◆ Quoted passage ◆
Our acquisition of Petsky Prunier represents another strategic milestone for our Company, as we advance our priorities of the increasing contributions from stable, higher margin businesses, which we can expect will contribute to more predictable and growing returns for our shareholders.
If you have been following us for a while, you know that our U.S. Capital Markets Operation is an important strategic asset for our Company. It gives us a unique capability to provide clients from all of our geographies, with access to thought leadership and execution capability in the largest Company market in the world. Under Jeff Barlow’s leadership, the business has been carefully refocused and has just delivered its fifth consecutive quarter of profitability.
Across all our capital markets businesses, we’ve reduced our focus to a smaller number of sectors where we know we have established mid-market domain expertise, and our track record of success in equity finance has helped drive growth in our advisory business. For the first nine months of the fiscal year, advisory revenue of our U.S. business alone reached $35 million, which surpassed this team’s record result from all of last year.

◆ What to work on ◆
Carry on the remarks about the Petsky Prunier acquisition and the U.S. capital markets business, starting right after their last sentence. The records that come next are separate from the remarks above.

(Stored data entries)
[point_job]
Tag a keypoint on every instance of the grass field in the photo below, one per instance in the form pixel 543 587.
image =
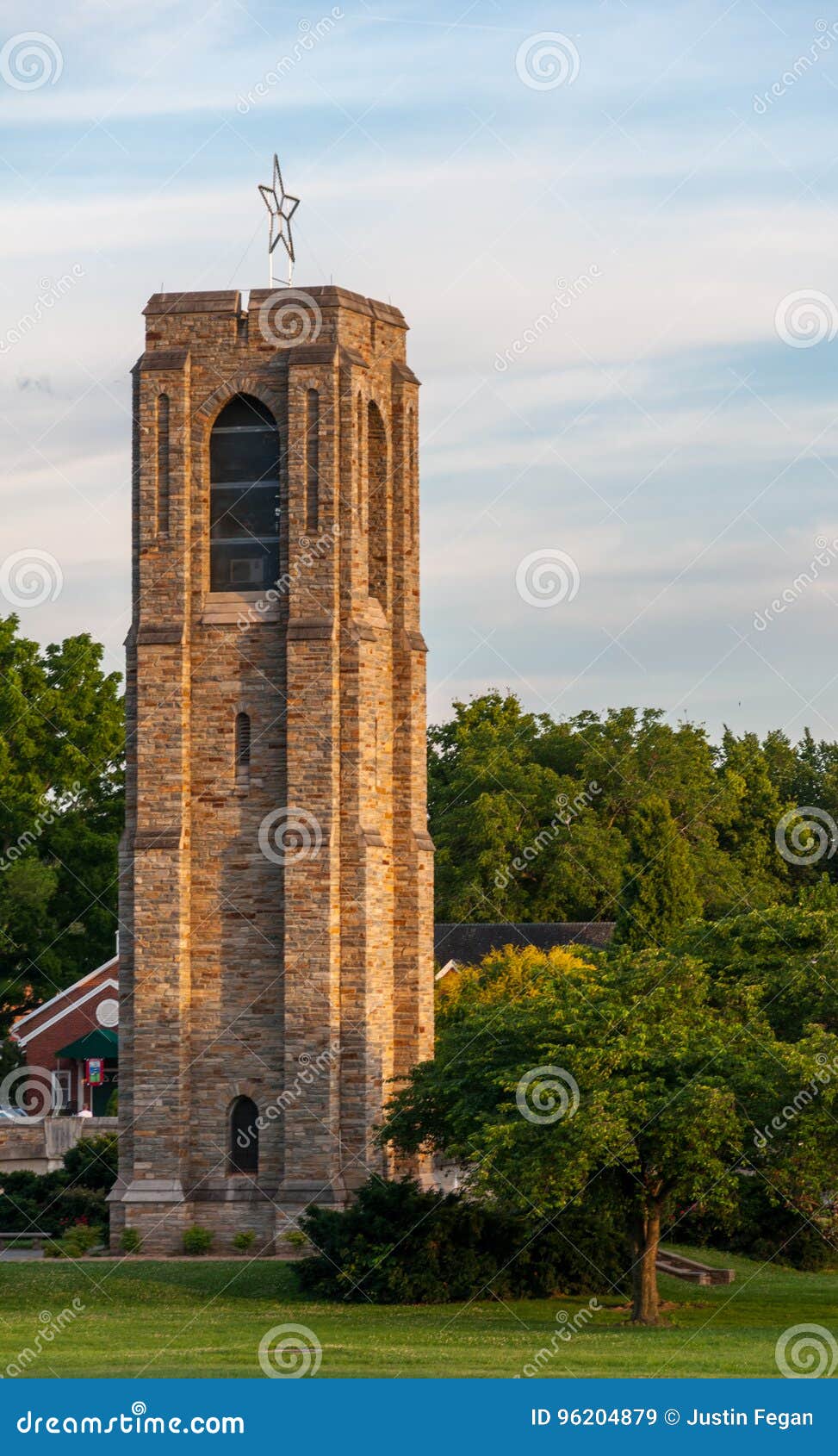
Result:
pixel 207 1319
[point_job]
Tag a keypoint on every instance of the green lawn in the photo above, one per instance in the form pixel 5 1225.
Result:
pixel 207 1319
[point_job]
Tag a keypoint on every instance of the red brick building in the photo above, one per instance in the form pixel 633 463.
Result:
pixel 74 1025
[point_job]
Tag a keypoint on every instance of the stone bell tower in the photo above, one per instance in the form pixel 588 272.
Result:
pixel 276 869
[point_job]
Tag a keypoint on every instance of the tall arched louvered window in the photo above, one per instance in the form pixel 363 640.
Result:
pixel 360 498
pixel 411 481
pixel 312 459
pixel 242 750
pixel 243 497
pixel 164 464
pixel 379 506
pixel 245 1136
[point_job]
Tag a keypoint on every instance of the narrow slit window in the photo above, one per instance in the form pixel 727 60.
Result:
pixel 312 460
pixel 245 1136
pixel 164 464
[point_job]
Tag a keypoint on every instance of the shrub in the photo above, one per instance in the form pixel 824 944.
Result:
pixel 763 1229
pixel 399 1244
pixel 196 1240
pixel 80 1240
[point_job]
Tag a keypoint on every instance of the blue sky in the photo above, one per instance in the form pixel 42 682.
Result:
pixel 671 427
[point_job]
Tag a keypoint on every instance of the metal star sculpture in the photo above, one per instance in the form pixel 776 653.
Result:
pixel 281 208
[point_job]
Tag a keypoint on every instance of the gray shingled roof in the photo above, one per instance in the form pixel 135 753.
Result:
pixel 469 943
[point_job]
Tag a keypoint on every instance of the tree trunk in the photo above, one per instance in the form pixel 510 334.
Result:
pixel 645 1270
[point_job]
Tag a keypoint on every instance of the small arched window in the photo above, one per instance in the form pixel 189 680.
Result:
pixel 243 497
pixel 242 750
pixel 312 459
pixel 164 464
pixel 243 1136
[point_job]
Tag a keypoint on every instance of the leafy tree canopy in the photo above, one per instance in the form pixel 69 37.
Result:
pixel 61 743
pixel 618 817
pixel 636 1078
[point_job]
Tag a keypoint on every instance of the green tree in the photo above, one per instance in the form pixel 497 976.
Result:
pixel 636 1080
pixel 660 893
pixel 61 744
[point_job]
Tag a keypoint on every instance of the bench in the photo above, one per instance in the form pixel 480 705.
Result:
pixel 681 1267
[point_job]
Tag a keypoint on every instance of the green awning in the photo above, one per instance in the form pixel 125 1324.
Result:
pixel 95 1044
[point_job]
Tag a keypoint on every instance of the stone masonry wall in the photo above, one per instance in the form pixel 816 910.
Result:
pixel 301 977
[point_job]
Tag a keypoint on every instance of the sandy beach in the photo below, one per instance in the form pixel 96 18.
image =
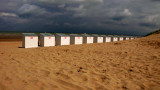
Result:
pixel 122 65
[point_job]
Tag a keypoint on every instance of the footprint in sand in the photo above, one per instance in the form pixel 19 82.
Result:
pixel 45 73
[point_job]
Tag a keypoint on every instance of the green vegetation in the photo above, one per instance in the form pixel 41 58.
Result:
pixel 155 32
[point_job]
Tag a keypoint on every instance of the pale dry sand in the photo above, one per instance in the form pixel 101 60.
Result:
pixel 124 65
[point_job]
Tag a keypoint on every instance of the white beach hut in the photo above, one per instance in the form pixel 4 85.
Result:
pixel 76 39
pixel 47 39
pixel 62 39
pixel 131 37
pixel 126 37
pixel 29 40
pixel 106 38
pixel 114 38
pixel 87 38
pixel 121 38
pixel 98 38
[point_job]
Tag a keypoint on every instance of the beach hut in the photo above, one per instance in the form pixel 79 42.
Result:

◆ Response to the task ◆
With the addition of Petsky Prunier, we significantly strengthened our mid-market TMT and healthcare capability, a segment we've already established deep domain expertise. Clients of both firms will benefit from our meaningfully enhanced advisory capability and reach in addition to the globally integrated sales, trading and equity research capabilities of our platform.
Now, turning to our firm-wide fiscal third quarter results. Despite the significant market downturn that took place late in the quarter, we earned record revenue of $314 million, an increase of 7% over the same period last year. And importantly, all of our businesses were profitable. Excluding significant items, Canaccord Genuity Group, Inc. earned pre-tax income of $46 million and diluted earnings per share $0.28 for the three-month period. The brings our adjusted net income and diluted earnings per share of our first nine months to $113.4 million
and $0.69, respectively, well ahead of the entire year last year.
We also have achieved meaningful margin improvements, even as we've invested for growth. On an adjusted basis, our pre-tax profit margin for the first nine months of fiscal 2019 increased by 4.2 percentage points when compared to the same period last year.
We've also allocated more capital to share buybacks. For the nine months ended December 31st, more than 1 million shares were purchased and canceled, and we expect to continue our share repurchase program.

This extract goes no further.